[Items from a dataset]
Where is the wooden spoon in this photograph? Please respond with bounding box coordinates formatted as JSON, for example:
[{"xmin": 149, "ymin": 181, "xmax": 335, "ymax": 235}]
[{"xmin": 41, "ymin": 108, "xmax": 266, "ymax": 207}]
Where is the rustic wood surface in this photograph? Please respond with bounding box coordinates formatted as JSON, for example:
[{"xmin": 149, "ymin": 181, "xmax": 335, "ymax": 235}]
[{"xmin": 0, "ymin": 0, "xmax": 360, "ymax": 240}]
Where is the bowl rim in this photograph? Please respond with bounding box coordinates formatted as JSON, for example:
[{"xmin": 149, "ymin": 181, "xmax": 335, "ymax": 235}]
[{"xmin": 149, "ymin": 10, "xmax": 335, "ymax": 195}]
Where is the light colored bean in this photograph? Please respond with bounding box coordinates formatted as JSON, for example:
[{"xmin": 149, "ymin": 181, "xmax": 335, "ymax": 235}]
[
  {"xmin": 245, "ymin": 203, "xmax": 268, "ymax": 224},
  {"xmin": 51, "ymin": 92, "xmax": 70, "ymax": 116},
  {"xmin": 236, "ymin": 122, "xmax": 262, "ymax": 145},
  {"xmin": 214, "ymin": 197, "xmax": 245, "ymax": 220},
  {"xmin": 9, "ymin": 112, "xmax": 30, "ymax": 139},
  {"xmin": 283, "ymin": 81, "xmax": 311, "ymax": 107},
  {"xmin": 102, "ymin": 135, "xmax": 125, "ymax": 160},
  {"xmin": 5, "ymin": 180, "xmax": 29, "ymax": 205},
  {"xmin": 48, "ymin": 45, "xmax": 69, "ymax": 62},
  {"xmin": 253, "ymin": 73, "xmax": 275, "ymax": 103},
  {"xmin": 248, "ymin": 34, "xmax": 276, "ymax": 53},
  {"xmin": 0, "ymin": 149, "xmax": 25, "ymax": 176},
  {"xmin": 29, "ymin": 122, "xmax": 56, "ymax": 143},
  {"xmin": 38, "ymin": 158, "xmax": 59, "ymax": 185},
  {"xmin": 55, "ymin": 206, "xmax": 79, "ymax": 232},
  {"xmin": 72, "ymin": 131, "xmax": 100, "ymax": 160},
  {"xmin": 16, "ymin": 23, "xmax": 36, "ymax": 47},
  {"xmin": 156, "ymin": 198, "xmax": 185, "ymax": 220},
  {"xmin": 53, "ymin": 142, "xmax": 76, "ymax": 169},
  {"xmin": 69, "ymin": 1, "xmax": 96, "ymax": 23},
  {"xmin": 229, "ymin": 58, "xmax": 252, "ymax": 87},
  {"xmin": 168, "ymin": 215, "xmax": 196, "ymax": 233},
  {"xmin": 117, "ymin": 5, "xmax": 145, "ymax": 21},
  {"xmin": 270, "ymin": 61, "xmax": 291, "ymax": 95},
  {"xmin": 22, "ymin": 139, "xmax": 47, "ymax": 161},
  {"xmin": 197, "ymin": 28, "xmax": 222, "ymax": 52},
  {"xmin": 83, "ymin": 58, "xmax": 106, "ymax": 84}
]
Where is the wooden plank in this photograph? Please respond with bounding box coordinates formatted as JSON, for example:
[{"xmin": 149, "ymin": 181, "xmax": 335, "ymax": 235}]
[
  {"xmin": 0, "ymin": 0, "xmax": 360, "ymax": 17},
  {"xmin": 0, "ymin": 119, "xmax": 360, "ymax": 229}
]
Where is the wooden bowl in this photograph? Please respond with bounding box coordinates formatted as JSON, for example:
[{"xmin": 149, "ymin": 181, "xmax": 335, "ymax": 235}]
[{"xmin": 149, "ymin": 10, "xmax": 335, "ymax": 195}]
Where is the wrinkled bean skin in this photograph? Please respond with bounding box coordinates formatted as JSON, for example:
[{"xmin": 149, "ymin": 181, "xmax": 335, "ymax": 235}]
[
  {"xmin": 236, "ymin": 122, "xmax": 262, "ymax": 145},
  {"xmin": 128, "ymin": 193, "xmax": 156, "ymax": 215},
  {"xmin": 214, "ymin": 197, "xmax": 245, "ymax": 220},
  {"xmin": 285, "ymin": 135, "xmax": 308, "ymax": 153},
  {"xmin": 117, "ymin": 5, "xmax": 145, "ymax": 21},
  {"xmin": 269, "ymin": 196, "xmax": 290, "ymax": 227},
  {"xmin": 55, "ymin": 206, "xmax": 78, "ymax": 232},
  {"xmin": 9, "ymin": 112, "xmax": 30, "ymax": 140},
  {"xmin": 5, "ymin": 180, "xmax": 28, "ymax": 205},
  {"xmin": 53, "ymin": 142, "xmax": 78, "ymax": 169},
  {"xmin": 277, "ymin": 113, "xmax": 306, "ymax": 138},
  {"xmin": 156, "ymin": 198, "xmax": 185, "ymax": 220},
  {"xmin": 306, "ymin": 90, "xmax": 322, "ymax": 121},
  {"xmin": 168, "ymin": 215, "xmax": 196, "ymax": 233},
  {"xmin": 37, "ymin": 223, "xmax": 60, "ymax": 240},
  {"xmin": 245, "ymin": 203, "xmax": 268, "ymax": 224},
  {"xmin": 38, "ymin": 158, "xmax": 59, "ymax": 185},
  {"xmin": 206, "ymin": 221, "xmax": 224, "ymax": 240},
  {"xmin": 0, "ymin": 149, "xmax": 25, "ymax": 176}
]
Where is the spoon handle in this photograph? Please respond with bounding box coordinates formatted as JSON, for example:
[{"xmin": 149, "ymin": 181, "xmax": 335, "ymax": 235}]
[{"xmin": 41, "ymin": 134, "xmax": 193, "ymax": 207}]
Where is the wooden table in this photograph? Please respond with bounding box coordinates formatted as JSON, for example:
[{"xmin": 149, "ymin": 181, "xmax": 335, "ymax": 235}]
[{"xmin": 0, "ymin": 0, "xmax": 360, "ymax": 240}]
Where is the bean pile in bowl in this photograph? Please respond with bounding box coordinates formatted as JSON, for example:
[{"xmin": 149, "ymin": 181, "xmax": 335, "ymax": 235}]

WHAT NEEDS TO BE DONE: Please count the lines of the listing above that contain the string "bowl", treating uppercase and lowercase as different. Give only the number.

REPLY: 3